** WRITTEN INSTRUCTION **
Output exactly the lines between the line that contains "Please indicate the front" and the last line of the material, counting both.

### MATERIAL FOR THIS TASK ###

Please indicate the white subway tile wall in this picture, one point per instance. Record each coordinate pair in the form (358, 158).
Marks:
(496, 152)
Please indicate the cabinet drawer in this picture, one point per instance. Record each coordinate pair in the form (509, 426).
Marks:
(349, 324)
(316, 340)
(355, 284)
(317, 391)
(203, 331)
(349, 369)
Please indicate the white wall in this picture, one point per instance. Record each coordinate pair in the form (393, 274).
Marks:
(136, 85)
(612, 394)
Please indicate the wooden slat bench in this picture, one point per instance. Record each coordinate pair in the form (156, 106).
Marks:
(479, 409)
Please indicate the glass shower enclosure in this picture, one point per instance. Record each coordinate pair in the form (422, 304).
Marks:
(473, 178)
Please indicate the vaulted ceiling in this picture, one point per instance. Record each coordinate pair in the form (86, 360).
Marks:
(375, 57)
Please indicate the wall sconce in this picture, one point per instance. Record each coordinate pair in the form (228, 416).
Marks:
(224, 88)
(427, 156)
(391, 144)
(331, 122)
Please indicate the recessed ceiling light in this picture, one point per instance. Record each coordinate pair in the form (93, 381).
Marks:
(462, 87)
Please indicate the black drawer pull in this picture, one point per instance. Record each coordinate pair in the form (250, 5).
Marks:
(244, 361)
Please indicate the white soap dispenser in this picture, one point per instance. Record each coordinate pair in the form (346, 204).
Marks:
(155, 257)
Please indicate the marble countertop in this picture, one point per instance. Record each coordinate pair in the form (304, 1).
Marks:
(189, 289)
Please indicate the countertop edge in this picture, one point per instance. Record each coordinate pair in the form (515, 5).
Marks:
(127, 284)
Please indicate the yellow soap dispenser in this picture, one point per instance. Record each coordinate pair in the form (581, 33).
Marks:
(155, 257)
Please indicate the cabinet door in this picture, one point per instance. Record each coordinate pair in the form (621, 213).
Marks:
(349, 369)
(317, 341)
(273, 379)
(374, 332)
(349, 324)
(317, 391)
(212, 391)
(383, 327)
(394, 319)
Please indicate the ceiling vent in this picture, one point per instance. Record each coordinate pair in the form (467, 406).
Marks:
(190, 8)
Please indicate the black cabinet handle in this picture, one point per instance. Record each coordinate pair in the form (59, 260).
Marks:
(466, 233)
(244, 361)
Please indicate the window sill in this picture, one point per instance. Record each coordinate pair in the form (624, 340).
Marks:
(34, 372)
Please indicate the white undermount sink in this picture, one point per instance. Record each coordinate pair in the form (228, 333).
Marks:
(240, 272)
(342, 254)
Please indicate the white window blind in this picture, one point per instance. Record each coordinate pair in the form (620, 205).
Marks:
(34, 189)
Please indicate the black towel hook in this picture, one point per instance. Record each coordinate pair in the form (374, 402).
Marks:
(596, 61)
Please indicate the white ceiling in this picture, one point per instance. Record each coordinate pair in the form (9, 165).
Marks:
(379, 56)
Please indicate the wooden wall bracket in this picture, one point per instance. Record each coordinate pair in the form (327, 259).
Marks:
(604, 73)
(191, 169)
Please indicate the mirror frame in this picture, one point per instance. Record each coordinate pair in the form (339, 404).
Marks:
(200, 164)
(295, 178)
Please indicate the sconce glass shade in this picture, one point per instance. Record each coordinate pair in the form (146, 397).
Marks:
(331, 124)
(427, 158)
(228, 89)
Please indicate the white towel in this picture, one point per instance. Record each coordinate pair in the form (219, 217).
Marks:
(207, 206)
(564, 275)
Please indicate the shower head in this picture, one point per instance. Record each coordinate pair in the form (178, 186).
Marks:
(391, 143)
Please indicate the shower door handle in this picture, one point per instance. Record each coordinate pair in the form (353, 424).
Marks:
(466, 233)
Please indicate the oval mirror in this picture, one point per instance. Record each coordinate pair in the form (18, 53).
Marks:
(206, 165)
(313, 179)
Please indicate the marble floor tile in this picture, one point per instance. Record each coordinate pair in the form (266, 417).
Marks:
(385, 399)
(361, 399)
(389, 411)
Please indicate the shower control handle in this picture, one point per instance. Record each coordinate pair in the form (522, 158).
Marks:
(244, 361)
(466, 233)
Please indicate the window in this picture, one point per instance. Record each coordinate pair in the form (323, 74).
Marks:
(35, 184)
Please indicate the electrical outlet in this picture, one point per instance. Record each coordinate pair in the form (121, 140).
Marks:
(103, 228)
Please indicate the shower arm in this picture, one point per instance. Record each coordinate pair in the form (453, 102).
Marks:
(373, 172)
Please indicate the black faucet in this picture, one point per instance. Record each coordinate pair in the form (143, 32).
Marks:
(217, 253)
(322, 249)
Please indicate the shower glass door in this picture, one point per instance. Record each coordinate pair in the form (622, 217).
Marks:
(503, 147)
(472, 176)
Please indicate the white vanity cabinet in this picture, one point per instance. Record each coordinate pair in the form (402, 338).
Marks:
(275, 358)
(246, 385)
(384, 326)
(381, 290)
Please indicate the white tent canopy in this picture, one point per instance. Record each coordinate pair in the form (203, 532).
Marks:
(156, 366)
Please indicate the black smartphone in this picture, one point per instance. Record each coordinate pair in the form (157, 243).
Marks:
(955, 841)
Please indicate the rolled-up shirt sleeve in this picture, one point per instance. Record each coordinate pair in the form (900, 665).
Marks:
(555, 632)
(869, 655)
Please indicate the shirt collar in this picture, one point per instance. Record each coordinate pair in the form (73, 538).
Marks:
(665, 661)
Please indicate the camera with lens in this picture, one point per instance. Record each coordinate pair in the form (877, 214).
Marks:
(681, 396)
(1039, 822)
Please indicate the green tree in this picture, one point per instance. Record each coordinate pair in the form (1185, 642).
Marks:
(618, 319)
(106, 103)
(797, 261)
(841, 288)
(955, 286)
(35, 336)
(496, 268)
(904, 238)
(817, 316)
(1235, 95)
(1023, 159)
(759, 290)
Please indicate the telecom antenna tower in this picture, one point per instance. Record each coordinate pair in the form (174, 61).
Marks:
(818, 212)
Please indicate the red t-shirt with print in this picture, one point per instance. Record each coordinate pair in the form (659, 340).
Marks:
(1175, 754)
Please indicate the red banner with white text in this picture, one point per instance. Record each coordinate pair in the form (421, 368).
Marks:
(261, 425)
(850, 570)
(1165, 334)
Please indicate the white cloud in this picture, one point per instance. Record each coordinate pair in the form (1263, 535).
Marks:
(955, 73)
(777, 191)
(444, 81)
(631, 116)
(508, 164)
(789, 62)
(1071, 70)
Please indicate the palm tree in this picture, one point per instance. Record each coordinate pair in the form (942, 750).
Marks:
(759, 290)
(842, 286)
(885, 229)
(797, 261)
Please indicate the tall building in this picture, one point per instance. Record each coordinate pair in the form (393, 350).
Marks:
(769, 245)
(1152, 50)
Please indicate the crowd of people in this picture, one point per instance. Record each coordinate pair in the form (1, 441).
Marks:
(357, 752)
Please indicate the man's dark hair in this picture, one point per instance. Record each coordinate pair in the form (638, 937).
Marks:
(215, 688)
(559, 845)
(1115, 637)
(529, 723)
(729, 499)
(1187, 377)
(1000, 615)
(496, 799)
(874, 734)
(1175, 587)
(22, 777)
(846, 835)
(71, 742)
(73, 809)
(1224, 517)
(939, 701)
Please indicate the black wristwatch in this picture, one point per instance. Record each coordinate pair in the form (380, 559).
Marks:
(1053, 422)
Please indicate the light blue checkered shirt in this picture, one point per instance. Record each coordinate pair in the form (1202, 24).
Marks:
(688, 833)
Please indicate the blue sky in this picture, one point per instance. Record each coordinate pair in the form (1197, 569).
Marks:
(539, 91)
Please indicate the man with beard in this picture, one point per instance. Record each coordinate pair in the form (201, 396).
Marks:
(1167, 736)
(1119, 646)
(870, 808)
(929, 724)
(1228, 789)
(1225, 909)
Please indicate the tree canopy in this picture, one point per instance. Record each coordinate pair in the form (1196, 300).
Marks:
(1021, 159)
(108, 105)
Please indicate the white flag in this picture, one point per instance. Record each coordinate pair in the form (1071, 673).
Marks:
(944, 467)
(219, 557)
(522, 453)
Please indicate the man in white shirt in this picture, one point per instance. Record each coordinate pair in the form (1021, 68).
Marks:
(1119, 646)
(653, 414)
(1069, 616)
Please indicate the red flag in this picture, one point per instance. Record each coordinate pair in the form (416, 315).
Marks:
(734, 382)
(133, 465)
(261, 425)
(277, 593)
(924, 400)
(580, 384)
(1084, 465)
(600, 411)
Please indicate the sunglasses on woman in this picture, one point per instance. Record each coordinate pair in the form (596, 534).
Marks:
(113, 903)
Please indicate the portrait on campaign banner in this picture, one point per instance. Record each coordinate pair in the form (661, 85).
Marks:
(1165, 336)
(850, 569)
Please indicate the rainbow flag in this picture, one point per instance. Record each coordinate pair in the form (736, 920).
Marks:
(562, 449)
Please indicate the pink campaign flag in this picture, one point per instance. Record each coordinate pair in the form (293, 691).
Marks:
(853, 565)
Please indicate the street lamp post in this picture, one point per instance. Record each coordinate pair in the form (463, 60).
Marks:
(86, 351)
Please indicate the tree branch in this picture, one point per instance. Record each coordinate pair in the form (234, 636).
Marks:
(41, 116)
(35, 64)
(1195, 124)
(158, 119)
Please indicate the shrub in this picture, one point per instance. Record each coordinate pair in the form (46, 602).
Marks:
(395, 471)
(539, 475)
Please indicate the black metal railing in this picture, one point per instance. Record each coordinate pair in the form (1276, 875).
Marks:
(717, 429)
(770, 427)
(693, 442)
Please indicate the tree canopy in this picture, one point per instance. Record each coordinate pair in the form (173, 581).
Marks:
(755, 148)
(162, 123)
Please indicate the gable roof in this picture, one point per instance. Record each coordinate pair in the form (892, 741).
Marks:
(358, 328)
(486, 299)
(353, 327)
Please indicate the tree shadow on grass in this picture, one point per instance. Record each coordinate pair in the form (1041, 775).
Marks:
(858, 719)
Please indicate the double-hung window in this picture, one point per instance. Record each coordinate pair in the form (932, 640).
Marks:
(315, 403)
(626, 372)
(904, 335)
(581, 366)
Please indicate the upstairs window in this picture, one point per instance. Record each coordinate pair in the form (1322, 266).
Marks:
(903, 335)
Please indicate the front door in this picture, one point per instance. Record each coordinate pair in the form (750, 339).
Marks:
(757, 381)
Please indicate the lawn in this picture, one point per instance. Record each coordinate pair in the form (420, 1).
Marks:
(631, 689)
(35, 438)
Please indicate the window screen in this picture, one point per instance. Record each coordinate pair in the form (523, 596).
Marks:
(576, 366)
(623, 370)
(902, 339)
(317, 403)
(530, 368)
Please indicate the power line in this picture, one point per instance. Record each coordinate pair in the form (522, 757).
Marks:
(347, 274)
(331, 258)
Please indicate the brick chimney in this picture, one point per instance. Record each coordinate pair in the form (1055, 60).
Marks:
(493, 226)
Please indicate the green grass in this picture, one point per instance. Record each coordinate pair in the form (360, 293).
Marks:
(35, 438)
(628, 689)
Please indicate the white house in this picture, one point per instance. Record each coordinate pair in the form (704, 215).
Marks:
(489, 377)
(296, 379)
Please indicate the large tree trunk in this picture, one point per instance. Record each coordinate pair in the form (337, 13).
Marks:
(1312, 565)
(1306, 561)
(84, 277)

###

** RIGHT ANSWER **
Please indicate the front door in this picture, one point per instance. Record each coordinate pair in the form (750, 339).
Marks:
(757, 381)
Please indicate the lawn in this picture, one point per instance. Record each coordinate pair in the form (420, 1).
Marks:
(631, 689)
(35, 438)
Please indicate the window screen in this picture, one point per instance. Record each coordinate pair in the form (523, 596).
Marks:
(576, 366)
(623, 370)
(902, 339)
(317, 403)
(530, 368)
Please indicate the power line in this picture, one point per instance. Record each coordinate pair in the form (522, 757).
Marks:
(347, 274)
(331, 258)
Please indicate the brick chimney in this picture, one point per instance. Record each coordinate pair in the form (1055, 60).
Marks:
(493, 226)
Please indicate the green grass in this picture, one point per instance. Record each coordinate pair in the form (360, 293).
Marks:
(35, 438)
(628, 689)
Please indicate the white house in this picture, one point per instance. Record each coordinate pair in the form (704, 215).
Marks:
(489, 377)
(296, 379)
Please indicate the large tree trunk in this picture, one point per instance. Record each coordinate pair in the form (337, 13).
Marks:
(1312, 565)
(1306, 561)
(84, 277)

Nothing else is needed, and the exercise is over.